• [Your task]: Return the passage of the essay on the limits of words below, starting with "How often do" and going on through "known as words.".

How often do words suffice, I wonder. Actions speak louder than words, they say. Language is a channel of expression bound within the limits of a dictionary. While names and definitions, in more ways than one, have been assigned to the variety of things, emotions, actions, beings, phenomena, sights, sounds, smells and the plethora of elements that constitute life, there still are felt emotions and happenings experienced that are seldom captured effectively in a string of letters that make up what are known as words.
A look of love, a warm touch, a note of music, the whiff of a scent
A memory, a melody, a prayer, a wish
A walk, an adventure, a journey, an experience
Comfort, pain, relief, frenzy, solace, satisfaction.
We look around, see, hear, feel, smell. We think, observe, contemplate, conclude, express. But words do not always provide a canvas good enough to paint a picture that appropriately and justifiably depicts the mosaic of stimuli felt deep inside the recesses of the heart and mind. Words are accessible, words are easy. Words are fed to us from childhood, not difficult to comprehend. Words have the power to make or break, create or destroy, inspire or depress, revive or kill- because we give them that power.

• [Position identification records]:
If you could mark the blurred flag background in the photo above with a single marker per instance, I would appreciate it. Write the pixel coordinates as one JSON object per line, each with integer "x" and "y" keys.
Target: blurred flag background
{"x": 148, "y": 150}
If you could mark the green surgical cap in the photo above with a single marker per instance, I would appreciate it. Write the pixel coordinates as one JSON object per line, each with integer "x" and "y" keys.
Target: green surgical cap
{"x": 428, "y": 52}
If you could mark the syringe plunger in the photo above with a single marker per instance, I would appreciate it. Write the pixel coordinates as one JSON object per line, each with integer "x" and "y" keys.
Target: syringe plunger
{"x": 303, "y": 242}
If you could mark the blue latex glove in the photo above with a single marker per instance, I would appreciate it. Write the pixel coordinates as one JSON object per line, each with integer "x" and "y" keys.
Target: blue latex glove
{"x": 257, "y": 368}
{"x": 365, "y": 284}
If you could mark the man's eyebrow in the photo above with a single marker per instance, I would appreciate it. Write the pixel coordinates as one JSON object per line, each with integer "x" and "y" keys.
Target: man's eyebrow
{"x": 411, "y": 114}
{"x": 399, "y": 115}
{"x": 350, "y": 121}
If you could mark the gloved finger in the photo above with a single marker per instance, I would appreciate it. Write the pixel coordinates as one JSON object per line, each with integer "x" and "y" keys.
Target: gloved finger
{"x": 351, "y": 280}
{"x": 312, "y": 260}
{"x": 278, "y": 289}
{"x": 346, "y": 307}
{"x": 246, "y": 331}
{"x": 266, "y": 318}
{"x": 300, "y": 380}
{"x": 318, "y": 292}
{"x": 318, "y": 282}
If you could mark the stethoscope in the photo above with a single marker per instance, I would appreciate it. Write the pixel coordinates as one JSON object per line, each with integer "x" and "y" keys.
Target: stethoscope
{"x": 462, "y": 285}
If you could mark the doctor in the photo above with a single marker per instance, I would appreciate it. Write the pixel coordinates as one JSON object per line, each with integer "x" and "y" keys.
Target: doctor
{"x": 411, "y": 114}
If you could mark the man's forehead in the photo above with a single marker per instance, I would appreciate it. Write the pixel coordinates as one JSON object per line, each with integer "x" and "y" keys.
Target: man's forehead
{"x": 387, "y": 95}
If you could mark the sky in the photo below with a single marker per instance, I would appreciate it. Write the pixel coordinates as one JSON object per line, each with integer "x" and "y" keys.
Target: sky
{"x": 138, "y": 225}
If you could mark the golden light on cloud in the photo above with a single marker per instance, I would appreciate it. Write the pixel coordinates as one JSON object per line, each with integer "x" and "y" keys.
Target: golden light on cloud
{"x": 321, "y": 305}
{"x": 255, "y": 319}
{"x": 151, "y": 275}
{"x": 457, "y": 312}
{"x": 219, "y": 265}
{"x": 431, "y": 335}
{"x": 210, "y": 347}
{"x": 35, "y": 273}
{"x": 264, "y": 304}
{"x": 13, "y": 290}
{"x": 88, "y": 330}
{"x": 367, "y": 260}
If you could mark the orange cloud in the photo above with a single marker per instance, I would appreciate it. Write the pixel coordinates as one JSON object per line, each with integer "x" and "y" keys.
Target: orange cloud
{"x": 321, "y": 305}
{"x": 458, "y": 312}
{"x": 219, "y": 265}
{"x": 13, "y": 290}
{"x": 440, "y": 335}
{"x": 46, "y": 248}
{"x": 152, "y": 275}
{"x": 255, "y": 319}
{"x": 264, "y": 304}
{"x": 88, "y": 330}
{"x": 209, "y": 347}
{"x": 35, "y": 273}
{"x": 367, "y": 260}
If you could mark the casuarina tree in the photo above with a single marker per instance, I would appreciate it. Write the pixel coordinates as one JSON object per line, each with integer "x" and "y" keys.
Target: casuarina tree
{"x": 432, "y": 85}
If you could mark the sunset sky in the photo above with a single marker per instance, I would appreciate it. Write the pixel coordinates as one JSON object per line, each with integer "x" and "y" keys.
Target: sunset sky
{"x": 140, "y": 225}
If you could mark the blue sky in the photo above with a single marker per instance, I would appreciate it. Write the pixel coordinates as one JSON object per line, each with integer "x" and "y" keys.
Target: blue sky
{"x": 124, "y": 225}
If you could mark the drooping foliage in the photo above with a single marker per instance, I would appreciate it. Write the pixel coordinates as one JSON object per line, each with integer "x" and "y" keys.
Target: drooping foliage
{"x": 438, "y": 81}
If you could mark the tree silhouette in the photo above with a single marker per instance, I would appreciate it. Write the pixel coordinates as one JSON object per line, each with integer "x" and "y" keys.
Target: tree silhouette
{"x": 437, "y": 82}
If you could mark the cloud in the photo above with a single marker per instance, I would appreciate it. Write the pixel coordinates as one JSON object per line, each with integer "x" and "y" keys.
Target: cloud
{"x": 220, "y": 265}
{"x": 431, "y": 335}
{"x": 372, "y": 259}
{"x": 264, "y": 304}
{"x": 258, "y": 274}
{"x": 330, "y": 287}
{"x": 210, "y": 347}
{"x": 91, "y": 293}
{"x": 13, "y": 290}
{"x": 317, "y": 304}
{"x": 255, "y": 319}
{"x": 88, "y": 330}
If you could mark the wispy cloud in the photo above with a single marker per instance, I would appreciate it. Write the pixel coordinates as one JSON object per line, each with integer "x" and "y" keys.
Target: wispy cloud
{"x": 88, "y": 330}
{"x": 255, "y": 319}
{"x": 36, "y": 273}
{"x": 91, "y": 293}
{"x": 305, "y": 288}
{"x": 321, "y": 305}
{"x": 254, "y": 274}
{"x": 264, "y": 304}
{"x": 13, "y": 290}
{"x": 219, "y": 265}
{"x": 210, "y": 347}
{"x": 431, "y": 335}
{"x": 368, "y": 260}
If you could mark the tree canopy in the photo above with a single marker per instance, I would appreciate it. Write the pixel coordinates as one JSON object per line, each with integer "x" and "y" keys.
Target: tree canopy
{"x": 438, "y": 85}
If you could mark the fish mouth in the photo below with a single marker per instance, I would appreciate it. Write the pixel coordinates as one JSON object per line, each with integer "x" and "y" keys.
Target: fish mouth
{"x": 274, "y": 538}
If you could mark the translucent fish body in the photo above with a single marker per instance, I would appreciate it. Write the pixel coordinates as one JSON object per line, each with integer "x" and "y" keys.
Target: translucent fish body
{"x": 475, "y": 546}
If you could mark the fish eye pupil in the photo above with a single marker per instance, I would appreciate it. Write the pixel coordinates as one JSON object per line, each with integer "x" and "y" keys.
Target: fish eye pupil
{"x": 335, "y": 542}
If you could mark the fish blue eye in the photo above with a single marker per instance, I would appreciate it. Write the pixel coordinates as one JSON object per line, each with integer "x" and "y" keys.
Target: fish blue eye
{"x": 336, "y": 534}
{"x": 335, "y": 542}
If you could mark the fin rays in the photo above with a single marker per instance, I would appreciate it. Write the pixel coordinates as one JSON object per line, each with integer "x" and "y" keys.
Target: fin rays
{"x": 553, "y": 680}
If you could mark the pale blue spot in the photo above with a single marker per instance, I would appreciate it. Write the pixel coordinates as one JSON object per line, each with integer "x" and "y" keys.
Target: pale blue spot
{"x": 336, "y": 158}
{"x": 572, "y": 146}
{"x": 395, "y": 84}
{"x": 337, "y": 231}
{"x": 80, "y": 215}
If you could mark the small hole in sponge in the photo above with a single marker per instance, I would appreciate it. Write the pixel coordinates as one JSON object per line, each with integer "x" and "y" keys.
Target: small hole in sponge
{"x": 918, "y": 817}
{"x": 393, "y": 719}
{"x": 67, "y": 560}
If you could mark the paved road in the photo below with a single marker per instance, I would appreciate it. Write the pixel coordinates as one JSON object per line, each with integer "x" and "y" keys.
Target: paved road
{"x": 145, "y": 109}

• [Expected answer]:
How often do words suffice, I wonder. Actions speak louder than words, they say. Language is a channel of expression bound within the limits of a dictionary. While names and definitions, in more ways than one, have been assigned to the variety of things, emotions, actions, beings, phenomena, sights, sounds, smells and the plethora of elements that constitute life, there still are felt emotions and happenings experienced that are seldom captured effectively in a string of letters that make up what are known as words.